**What you should do**: Below are the entries; set down each of them exactly.

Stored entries
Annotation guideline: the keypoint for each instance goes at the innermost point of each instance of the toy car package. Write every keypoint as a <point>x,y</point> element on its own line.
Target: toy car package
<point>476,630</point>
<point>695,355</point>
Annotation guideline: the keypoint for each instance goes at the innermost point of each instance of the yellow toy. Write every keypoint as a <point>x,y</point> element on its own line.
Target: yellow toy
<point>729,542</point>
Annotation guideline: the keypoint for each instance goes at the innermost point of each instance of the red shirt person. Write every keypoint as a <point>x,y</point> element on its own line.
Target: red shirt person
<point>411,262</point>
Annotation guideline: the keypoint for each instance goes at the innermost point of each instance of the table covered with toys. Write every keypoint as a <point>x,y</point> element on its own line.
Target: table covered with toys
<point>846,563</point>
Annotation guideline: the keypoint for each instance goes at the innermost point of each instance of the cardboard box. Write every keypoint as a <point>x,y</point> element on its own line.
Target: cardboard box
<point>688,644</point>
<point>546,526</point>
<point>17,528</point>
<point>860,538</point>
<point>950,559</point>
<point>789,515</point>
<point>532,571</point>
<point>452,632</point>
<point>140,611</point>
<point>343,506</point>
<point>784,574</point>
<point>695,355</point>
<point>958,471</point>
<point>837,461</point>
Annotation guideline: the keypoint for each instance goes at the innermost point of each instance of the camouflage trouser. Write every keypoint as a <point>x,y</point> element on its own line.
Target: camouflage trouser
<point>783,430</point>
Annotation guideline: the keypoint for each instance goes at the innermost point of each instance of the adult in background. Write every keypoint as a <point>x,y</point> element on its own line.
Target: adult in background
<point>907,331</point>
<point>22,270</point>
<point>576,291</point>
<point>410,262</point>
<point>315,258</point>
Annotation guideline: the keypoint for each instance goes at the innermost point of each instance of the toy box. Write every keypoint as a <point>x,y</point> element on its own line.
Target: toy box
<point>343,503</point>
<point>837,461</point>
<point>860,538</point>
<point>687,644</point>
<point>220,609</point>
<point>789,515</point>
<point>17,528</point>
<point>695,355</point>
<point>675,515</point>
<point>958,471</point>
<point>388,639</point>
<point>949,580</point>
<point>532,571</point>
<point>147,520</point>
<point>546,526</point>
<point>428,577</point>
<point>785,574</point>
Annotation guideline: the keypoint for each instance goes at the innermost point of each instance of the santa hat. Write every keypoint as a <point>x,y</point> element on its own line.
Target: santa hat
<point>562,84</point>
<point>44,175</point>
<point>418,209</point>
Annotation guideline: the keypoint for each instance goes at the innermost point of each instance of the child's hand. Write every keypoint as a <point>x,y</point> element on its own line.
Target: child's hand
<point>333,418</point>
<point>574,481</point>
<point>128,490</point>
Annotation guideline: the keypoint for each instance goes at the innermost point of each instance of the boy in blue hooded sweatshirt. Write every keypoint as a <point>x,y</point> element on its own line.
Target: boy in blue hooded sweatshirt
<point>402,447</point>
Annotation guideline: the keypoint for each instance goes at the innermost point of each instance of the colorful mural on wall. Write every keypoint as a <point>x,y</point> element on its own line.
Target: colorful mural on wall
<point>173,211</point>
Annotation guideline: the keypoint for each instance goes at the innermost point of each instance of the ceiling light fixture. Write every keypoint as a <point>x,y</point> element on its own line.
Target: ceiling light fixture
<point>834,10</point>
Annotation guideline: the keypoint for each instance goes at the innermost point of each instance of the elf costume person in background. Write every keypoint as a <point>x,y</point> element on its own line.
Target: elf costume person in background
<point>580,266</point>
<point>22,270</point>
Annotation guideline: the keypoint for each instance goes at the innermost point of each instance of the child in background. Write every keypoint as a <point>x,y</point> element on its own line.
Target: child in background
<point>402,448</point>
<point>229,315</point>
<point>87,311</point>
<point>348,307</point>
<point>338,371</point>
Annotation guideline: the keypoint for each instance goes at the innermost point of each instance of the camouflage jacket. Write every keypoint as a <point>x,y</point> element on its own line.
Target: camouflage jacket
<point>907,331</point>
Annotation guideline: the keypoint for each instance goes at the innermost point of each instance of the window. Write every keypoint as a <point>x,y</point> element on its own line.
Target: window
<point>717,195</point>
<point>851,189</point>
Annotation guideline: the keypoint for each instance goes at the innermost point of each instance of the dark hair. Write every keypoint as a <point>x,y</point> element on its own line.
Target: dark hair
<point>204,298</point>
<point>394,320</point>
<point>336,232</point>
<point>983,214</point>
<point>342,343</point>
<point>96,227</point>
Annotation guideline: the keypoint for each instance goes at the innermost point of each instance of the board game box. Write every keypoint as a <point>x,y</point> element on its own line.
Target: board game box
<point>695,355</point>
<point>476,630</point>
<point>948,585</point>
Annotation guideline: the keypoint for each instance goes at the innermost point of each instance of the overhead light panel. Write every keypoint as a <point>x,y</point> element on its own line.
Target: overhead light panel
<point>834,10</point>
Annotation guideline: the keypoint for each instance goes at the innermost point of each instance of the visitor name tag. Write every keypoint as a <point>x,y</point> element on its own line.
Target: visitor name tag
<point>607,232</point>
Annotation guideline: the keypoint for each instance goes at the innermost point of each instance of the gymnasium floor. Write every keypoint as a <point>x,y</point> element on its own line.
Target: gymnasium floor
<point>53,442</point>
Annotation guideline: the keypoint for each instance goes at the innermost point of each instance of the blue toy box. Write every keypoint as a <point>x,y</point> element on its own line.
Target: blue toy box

**Solution for this problem**:
Annotation guideline: the keypoint for each instance goes at the innermost point of each instance of the toy car package. Write every keypoint as a <point>x,y</point> element on its own line.
Target: toy car package
<point>476,630</point>
<point>695,355</point>
Annotation guideline: the keypoint for each instance goes at the innermost point of each instance of the yellow toy. Write every keypoint as a <point>x,y</point> element on its own line.
Target: yellow toy
<point>729,542</point>
Annotation guideline: the keypoint for each instance goes at the innermost point of each instance of the red shirt person. Write every keypoint as a <point>x,y</point> element on its own line.
Target: red shirt person
<point>411,262</point>
Annotation guideline: the keypoint for each instance goes at the innermost point of each instance of the table covered with toys. Write every keypoint as a <point>x,y</point> element on its own line.
Target: table covered with toys
<point>846,563</point>
Annotation guideline: the keypoint for each instance goes at the innermost point of each instance of the cardboard box. Write every keypoint as a <point>x,y</point> element on its own line.
Target: cardboard box
<point>688,644</point>
<point>546,526</point>
<point>17,528</point>
<point>860,538</point>
<point>950,559</point>
<point>789,515</point>
<point>532,571</point>
<point>452,632</point>
<point>140,611</point>
<point>343,506</point>
<point>784,574</point>
<point>695,355</point>
<point>958,471</point>
<point>837,461</point>
Annotation guideline: the keypoint for each instance goes at the innermost point of each instance of the camouflage trouser. Write every keypoint as a <point>x,y</point> element on its own line.
Target: camouflage trouser
<point>783,430</point>
Annotation guideline: the keypoint for each instance goes at the innermost point of each instance of the adult in background. Write every keypoint as a <point>x,y</point> element on its own line.
Target: adult in background
<point>907,331</point>
<point>22,270</point>
<point>576,291</point>
<point>410,262</point>
<point>315,258</point>
Annotation guideline: the keypoint for each instance goes at the innermost point of each instance of the toy box. Write every keypoint as a <point>x,y</point> element on its own line.
Target: toy box
<point>343,503</point>
<point>837,461</point>
<point>860,538</point>
<point>687,644</point>
<point>220,609</point>
<point>789,515</point>
<point>17,528</point>
<point>695,355</point>
<point>675,515</point>
<point>958,471</point>
<point>388,639</point>
<point>949,580</point>
<point>532,571</point>
<point>147,520</point>
<point>546,526</point>
<point>428,577</point>
<point>785,574</point>
Annotation guideline: the keypoint for each instance goes at the innermost point of each instance of the santa hat. Write every keypoint as a <point>x,y</point> element on its own line.
Target: santa hat
<point>562,84</point>
<point>44,175</point>
<point>418,209</point>
Annotation guideline: the keypoint for each instance goes at the innermost point of each instance of the child's hand. Write every keypoint as a <point>x,y</point> element on its own line.
Target: child's hand
<point>333,418</point>
<point>574,481</point>
<point>128,490</point>
Annotation guideline: the keypoint for each instance goes at the innermost point of each instance of the boy in blue hooded sweatshirt. Write every keypoint as a <point>x,y</point> element on its own line.
Target: boy in blue hooded sweatshirt
<point>402,447</point>
Annotation guideline: the keypoint for each instance goes at the innermost point of each instance of the colorful mural on wall. Write every keypoint as a <point>x,y</point> element on its own line.
Target: colorful mural on wall
<point>173,211</point>
Annotation guideline: the keypoint for each instance goes at the innermost point of each instance of the ceiling light fixture. Write every keypoint as a <point>x,y</point> element on its own line.
Target: ceiling light fixture
<point>834,10</point>
Annotation guideline: the keypoint for each instance goes at the innermost point of each instance of the elf costume person in background. Write every keypoint as a <point>x,y</point> element on its own line.
Target: elf costume person in background
<point>580,266</point>
<point>22,270</point>
Annotation guideline: the keypoint for each instance goes at the innermost point of each instance of the child in background. Write every keypoint as a <point>x,y</point> element on its own line.
Target: child in background
<point>402,448</point>
<point>229,315</point>
<point>87,311</point>
<point>348,307</point>
<point>338,371</point>
Annotation guideline: the keypoint for each instance goes at the innermost point of each instance of the camouflage jacket. Write every keypoint as a <point>x,y</point> element on its own line.
Target: camouflage jacket
<point>907,331</point>
Annotation guideline: the keypoint for each instance goes at the innermost point of each instance of the window. Write every keypoint as a <point>x,y</point> element on its own line.
Target: window
<point>717,195</point>
<point>851,189</point>
Annotation guideline: the keypoint for each instance goes at the innermost point of each instance of the dark hair. Write every keypoint as a <point>x,y</point> element on its own line.
Target: dark hair
<point>204,298</point>
<point>394,320</point>
<point>336,232</point>
<point>983,214</point>
<point>342,343</point>
<point>96,227</point>
Annotation guideline: the keypoint for each instance goes at the innermost point of each instance of the board game box. Write every keypoint as a <point>x,y</point> element on its own line.
Target: board game box
<point>695,355</point>
<point>476,630</point>
<point>948,585</point>
Annotation guideline: the keypoint for each instance goes at the innermost point of each instance of the overhead light panel. Write every keypoint as a <point>x,y</point> element on its own line.
Target: overhead light panel
<point>834,10</point>
Annotation guideline: the keypoint for each instance goes at the innermost point of each instance of the visitor name tag. Write every keypoint as a <point>x,y</point> element on its own line.
Target: visitor name tag
<point>607,232</point>
Annotation guideline: the keypoint for each instance goes at the innermost point of each instance of the gymnasium floor. Write every keypoint as a <point>x,y</point> element on its own line.
Target: gymnasium floor
<point>53,442</point>
Annotation guideline: the keypoint for each instance goes at the innermost point of each instance of the blue toy box. Write every keypoint as a <point>x,y</point> element on its own line.
Target: blue toy box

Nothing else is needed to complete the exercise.